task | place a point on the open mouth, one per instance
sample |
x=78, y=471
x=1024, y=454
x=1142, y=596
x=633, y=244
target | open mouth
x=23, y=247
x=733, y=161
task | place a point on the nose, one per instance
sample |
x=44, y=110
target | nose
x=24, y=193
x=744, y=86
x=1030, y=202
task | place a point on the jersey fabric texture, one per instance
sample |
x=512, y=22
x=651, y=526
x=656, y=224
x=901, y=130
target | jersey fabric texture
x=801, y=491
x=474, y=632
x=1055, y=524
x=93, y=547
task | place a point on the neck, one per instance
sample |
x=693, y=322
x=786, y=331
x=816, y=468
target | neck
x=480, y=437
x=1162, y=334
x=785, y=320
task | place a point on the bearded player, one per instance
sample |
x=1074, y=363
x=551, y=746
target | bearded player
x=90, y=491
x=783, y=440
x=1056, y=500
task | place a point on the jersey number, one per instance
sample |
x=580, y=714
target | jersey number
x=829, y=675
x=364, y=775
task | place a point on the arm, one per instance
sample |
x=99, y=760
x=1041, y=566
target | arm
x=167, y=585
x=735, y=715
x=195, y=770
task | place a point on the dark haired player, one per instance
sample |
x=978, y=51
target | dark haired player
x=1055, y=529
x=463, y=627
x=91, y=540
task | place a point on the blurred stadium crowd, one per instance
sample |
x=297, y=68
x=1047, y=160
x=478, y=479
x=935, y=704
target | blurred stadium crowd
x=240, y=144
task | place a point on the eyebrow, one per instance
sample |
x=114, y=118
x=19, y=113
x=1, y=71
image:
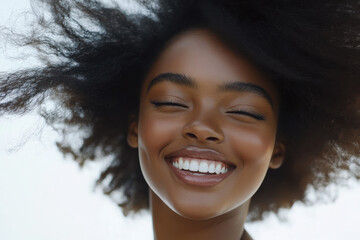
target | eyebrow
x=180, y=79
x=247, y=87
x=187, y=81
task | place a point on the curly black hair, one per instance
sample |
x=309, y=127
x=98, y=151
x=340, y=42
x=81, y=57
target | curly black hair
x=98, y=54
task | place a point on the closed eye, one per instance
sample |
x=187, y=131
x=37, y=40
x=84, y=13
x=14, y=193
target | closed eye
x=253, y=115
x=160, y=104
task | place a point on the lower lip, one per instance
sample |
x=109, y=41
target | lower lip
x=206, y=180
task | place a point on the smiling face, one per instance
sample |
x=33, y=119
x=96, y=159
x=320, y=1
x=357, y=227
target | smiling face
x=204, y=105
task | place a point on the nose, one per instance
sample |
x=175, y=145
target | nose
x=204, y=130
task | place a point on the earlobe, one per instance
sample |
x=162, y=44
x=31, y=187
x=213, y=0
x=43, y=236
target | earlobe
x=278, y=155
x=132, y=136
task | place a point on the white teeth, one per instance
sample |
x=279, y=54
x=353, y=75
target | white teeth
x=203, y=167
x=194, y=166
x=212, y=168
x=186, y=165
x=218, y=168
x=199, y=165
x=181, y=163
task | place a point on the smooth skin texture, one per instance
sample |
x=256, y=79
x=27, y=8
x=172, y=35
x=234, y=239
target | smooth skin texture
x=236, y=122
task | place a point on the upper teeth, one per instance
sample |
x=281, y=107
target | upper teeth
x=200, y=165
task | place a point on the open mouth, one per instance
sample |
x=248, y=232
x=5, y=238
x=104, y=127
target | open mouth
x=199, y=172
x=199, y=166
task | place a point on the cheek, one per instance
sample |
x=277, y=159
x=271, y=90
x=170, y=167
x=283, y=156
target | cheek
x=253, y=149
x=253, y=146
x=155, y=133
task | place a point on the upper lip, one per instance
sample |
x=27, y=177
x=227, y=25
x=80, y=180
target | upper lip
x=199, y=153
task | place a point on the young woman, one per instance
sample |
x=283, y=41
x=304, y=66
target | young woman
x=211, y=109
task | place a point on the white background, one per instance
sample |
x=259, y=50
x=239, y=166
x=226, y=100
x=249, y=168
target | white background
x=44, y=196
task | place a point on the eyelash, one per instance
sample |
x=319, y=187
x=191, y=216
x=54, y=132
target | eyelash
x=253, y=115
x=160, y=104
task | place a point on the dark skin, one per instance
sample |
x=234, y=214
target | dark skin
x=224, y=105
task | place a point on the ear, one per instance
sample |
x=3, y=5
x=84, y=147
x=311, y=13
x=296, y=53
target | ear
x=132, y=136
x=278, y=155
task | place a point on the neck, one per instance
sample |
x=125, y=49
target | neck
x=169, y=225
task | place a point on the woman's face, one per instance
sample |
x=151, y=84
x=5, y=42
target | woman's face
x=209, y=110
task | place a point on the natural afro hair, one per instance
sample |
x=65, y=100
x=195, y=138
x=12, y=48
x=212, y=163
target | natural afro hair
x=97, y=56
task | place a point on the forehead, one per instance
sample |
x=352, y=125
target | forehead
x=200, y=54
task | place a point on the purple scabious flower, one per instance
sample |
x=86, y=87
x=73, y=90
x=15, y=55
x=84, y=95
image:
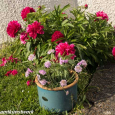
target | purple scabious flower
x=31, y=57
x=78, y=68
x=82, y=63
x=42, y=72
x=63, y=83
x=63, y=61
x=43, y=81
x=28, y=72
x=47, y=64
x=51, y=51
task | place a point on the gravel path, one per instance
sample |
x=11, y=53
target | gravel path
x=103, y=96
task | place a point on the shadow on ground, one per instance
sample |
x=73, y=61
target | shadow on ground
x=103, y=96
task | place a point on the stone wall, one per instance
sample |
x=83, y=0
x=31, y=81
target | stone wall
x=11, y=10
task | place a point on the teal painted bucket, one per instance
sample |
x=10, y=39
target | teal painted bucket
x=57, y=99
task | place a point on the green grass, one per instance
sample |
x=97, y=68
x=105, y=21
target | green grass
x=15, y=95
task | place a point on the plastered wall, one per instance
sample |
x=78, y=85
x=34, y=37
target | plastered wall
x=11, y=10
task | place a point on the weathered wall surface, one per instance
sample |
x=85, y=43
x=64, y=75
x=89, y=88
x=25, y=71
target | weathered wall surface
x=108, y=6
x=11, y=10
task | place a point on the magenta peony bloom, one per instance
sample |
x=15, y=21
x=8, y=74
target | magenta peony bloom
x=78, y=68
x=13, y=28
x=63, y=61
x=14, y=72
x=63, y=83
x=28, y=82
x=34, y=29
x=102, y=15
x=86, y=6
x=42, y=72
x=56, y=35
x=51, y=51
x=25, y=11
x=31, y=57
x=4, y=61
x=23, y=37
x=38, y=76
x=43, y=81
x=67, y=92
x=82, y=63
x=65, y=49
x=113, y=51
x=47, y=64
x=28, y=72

------------------------------------

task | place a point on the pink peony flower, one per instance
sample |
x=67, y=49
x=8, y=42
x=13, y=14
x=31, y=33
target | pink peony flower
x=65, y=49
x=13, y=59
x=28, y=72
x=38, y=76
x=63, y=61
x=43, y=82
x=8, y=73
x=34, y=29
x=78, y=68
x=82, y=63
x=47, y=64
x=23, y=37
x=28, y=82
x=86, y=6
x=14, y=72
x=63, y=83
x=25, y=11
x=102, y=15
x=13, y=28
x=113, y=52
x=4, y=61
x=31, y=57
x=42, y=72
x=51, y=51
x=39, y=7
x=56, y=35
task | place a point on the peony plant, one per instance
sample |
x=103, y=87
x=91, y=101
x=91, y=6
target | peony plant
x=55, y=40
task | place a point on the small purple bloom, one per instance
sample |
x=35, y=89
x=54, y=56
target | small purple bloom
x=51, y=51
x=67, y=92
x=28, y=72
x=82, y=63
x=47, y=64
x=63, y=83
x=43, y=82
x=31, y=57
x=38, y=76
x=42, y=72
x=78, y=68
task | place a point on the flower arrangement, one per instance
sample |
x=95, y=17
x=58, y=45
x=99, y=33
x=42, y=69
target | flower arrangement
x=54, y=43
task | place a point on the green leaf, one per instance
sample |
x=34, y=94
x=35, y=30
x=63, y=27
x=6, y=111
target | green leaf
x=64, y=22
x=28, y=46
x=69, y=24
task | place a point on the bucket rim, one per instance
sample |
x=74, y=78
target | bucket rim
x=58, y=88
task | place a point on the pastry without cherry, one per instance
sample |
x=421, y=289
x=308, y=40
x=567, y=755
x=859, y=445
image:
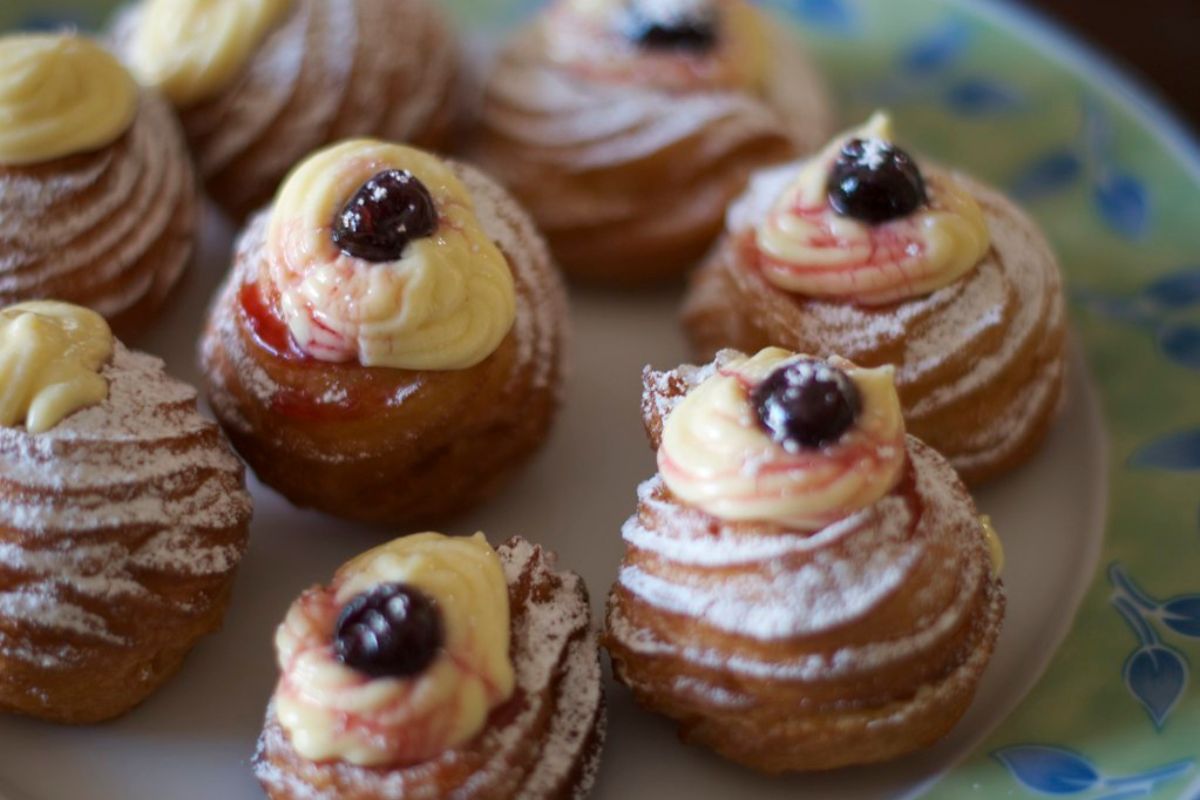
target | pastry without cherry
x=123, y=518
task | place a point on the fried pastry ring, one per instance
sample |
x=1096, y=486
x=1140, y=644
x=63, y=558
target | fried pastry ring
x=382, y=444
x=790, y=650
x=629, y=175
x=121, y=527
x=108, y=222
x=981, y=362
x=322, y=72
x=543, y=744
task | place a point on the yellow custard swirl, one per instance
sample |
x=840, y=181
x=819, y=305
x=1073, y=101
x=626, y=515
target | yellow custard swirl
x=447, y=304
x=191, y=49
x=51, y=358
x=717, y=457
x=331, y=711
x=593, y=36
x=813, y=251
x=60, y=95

------------------------------------

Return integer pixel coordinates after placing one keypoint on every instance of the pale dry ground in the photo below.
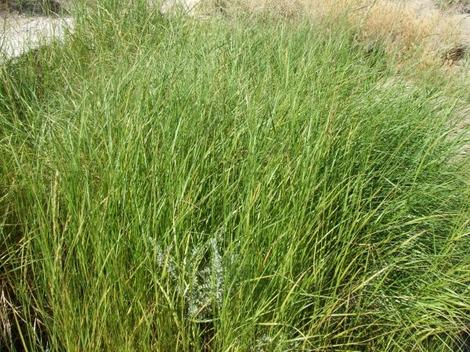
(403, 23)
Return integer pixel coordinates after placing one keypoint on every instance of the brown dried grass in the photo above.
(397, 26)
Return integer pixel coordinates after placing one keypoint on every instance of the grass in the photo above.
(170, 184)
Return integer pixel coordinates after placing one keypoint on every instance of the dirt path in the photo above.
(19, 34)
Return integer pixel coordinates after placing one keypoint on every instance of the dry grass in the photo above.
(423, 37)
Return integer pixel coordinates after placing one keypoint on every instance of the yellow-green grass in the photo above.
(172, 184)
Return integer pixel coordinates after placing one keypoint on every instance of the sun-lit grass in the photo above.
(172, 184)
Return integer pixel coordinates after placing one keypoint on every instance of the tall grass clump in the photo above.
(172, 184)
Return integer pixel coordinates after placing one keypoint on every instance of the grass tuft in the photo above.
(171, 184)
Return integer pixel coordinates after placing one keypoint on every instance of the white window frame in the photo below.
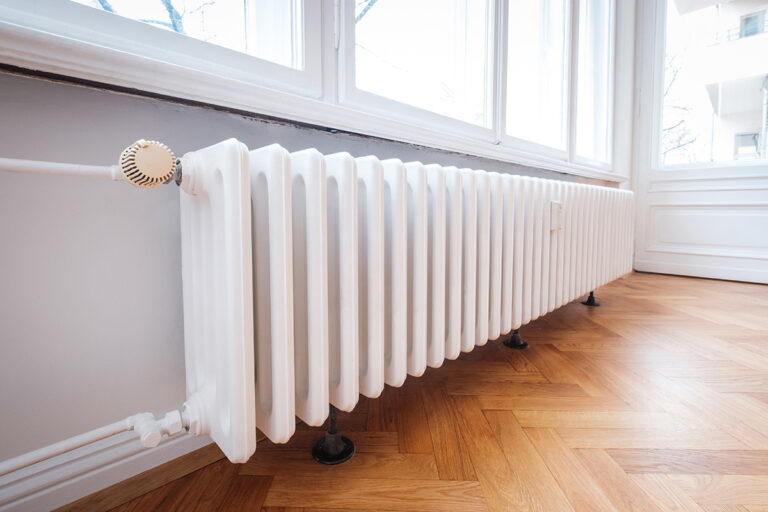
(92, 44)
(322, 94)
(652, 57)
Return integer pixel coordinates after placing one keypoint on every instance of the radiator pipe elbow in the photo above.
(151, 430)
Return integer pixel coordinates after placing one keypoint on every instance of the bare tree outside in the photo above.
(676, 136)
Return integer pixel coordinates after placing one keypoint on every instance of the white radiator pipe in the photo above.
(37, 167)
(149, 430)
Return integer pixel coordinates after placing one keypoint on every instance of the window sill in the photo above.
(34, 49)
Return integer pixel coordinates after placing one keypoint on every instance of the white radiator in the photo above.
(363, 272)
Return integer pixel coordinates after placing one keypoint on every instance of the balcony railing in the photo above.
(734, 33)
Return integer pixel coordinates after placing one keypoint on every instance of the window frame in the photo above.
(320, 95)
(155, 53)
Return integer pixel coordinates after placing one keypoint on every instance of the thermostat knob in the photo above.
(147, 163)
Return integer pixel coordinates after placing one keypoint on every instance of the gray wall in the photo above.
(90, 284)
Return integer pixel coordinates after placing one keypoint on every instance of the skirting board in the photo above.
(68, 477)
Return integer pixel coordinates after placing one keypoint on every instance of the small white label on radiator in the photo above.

------------------------------------

Beginning with the line containing "target | pastry without cherry" and ending with the line containing "x=626, y=515", extract those lines exactly from the listing above, and only those.

target | pastry without cherry
x=123, y=518
task | place a point on the fried pastry ring, one per instance
sample |
x=1096, y=486
x=1140, y=644
x=63, y=558
target | fried pastry ring
x=382, y=444
x=790, y=650
x=629, y=175
x=121, y=527
x=108, y=222
x=981, y=362
x=322, y=72
x=543, y=744
task | place a point on the yellow custard swirl, one per instance
sample |
x=840, y=181
x=819, y=305
x=1073, y=101
x=626, y=515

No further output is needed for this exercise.